### Aufgaben
**1.** Geben Sie den Abschnitt der Reportage über die Goldraffinerie von „Bei den Goldmachern“ bis einschließlich „die Tore geöffnet.“ wortgetreu wieder.
**2.** Führen Sie die Reportage über die Goldraffinerie im Anschluss an ihren letzten Satz weiter.

### Textauszug
/---

Navigation

Bei den Goldmachern

Wo das Gold in Strömen fliesst

In keinem anderen Land der Welt wird so viel Gold verarbeitet wie in der Schweiz. Warum ist das so und was hat es mit schmutzigem Gold auf sich? Die Raffinerie Metalor bei Neuenburg hat dem Migros-Magazin die Tore geöffnet. 

Text Ralf Kaminski
Fotos Jorma Müller
Datum
Ein MItarbeiter der Metalor giesst 1200 Grad heisses Gold in eine Barrenform. 

Ein MItarbeiter der Metalor giesst 1200 Grad heisses Gold in eine Barrenform. 

Die enorme Hitze ist auch mit fünf Metern Abstand noch spürbar. 1200 Grad heiss ist das flüssige Gold, das vor unseren Augen aus einem grossen, glühenden Schmelztigel in zehn Formen gegossen wird. Die beiden Arbeiter tragen isolierende Schutzanzüge und Visiere, die ihr gesamtes Gesicht verdecken. Vorsichtig füllen sie das Gold ab und entfernen am Ende die Formen.

Zum Vorschein kommen grosse, golden glänzende Barren, die nun schnell erkalten. Auf einem Tisch neben der Giesserei ruhen bereits ausgekühlte Barren, etwa 40 Stück, alle zwischen 11 und 12 Kilo schwer und je rund 600'000 Franken wert. Staunend betrachten wir die etwa 24 Millionen Franken, die da so beiläufig stehen als wären sie lediglich mit Goldfolie umhüllte Schokolade. Aber es braucht schon beide Hände, um einen solchen Barren hochzuheben.

\---

### Daten
/---

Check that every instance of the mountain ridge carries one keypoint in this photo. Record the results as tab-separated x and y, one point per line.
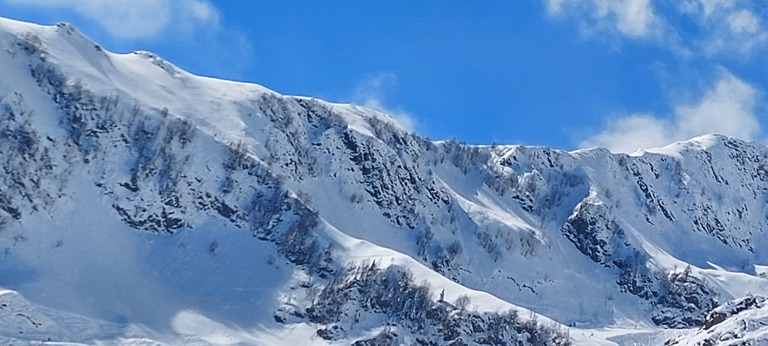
189	161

\---

### Antworten je Aufgabe
**1.**
Bei den Goldmachern

Wo das Gold in Strömen fliesst

In keinem anderen Land der Welt wird so viel Gold verarbeitet wie in der Schweiz. Warum ist das so und was hat es mit schmutzigem Gold auf sich? Die Raffinerie Metalor bei Neuenburg hat dem Migros-Magazin die Tore geöffnet.

**2.**
Wir befinden uns in den Produktionshallen der Metalor Technologies SA in Marin bei Neuenburg. Metalor ist eine von fünf grossen Goldraffinerien in der Schweiz. Pro Jahr verarbeitet das Unternehmen allein in Marin rund 250 Tonnen Gold, ausserdem noch 300 Tonnen Silber und je etwa 10 Tonnen Platin und Palladium. Neben den grossen Barren produziert Metalor noch vieles andere: Goldgranulat, das von der lokalen Uhren- und Schmuckindustrie weiterverarbeitet wird, kleine Barren, die man etwa bei Schweizer Banken kaufen kann, Salze und Elektrolyte für industrielle Verwendungen, darunter Silberpulver für Sonnenkollektoren.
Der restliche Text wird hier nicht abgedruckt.